(Recorded data)
☆ ☆ ☆ ☆

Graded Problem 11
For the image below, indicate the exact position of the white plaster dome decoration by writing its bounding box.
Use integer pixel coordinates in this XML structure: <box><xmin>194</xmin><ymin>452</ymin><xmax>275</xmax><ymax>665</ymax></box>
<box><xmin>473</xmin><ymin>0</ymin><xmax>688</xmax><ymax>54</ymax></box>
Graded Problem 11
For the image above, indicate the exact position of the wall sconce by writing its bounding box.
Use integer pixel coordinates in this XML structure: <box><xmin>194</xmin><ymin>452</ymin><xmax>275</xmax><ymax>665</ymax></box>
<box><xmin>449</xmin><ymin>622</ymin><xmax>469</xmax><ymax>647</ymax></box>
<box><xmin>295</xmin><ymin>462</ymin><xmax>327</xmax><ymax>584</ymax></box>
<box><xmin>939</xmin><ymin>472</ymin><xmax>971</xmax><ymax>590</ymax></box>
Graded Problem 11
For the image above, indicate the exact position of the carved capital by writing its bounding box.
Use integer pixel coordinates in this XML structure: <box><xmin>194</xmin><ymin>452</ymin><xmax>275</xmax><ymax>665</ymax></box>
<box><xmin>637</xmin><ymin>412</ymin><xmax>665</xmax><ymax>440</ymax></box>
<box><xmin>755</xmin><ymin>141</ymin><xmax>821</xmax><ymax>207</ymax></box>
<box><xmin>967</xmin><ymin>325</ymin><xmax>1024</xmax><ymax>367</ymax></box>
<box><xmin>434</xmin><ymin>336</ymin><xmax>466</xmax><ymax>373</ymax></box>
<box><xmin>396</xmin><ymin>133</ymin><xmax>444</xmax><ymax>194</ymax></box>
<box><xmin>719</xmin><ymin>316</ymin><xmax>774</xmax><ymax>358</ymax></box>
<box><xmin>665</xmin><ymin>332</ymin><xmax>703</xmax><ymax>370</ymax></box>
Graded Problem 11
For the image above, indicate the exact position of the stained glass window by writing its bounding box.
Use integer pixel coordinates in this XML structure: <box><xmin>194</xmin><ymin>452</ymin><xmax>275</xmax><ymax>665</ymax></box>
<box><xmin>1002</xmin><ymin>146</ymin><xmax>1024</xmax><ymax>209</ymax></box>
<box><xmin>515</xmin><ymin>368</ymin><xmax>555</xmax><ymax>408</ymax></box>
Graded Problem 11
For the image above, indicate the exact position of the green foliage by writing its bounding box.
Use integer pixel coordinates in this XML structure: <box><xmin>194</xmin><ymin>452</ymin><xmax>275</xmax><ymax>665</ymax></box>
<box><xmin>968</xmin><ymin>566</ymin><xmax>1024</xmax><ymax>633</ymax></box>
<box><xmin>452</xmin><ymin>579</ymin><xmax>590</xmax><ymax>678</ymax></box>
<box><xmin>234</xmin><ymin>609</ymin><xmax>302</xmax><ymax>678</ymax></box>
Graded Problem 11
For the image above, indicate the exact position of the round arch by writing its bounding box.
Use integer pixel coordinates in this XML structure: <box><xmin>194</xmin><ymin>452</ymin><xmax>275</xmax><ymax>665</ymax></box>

☆ ☆ ☆ ☆

(Task objective) Above are the records; copy all of them exactly.

(Solution to this exercise)
Graded Problem 11
For the image below, indicate the exact position of the white plaster dome decoration by writing its bounding box.
Use integer pixel coordinates in this XML structure: <box><xmin>194</xmin><ymin>452</ymin><xmax>275</xmax><ymax>665</ymax></box>
<box><xmin>473</xmin><ymin>0</ymin><xmax>688</xmax><ymax>54</ymax></box>
Graded Problem 11
For the image above, indicate the exact position of the wall sconce by writing its bounding box.
Use integer pixel coordinates in this XML structure: <box><xmin>194</xmin><ymin>452</ymin><xmax>275</xmax><ymax>665</ymax></box>
<box><xmin>449</xmin><ymin>622</ymin><xmax>469</xmax><ymax>647</ymax></box>
<box><xmin>295</xmin><ymin>462</ymin><xmax>327</xmax><ymax>584</ymax></box>
<box><xmin>939</xmin><ymin>472</ymin><xmax>971</xmax><ymax>590</ymax></box>
Graded Problem 11
For the image above, indicate the exact position of the carved capital by writing its bounding box.
Use integer pixel coordinates in this XML structure: <box><xmin>194</xmin><ymin>452</ymin><xmax>275</xmax><ymax>665</ymax></box>
<box><xmin>637</xmin><ymin>412</ymin><xmax>665</xmax><ymax>440</ymax></box>
<box><xmin>755</xmin><ymin>141</ymin><xmax>821</xmax><ymax>207</ymax></box>
<box><xmin>967</xmin><ymin>325</ymin><xmax>1024</xmax><ymax>367</ymax></box>
<box><xmin>434</xmin><ymin>336</ymin><xmax>466</xmax><ymax>373</ymax></box>
<box><xmin>396</xmin><ymin>133</ymin><xmax>444</xmax><ymax>194</ymax></box>
<box><xmin>719</xmin><ymin>316</ymin><xmax>774</xmax><ymax>358</ymax></box>
<box><xmin>665</xmin><ymin>332</ymin><xmax>703</xmax><ymax>370</ymax></box>
Graded Problem 11
For the image above, indicate the exact position of the stained glass window by writing its bounding box.
Use integer pixel coordinates in this XML structure: <box><xmin>194</xmin><ymin>452</ymin><xmax>275</xmax><ymax>665</ymax></box>
<box><xmin>1002</xmin><ymin>146</ymin><xmax>1024</xmax><ymax>209</ymax></box>
<box><xmin>515</xmin><ymin>368</ymin><xmax>555</xmax><ymax>408</ymax></box>
Graded Problem 11
For the image above, indicate the exact position of the green foliage by writing its bounding box.
Use integer pixel coordinates in this XML structure: <box><xmin>194</xmin><ymin>452</ymin><xmax>275</xmax><ymax>665</ymax></box>
<box><xmin>968</xmin><ymin>566</ymin><xmax>1024</xmax><ymax>633</ymax></box>
<box><xmin>452</xmin><ymin>579</ymin><xmax>590</xmax><ymax>678</ymax></box>
<box><xmin>234</xmin><ymin>609</ymin><xmax>302</xmax><ymax>678</ymax></box>
Graded Problem 11
For the image above, indicate the exact position of the round arch by writing its bounding box.
Use integer pixel coordinates in this XML structure: <box><xmin>194</xmin><ymin>452</ymin><xmax>275</xmax><ymax>665</ymax></box>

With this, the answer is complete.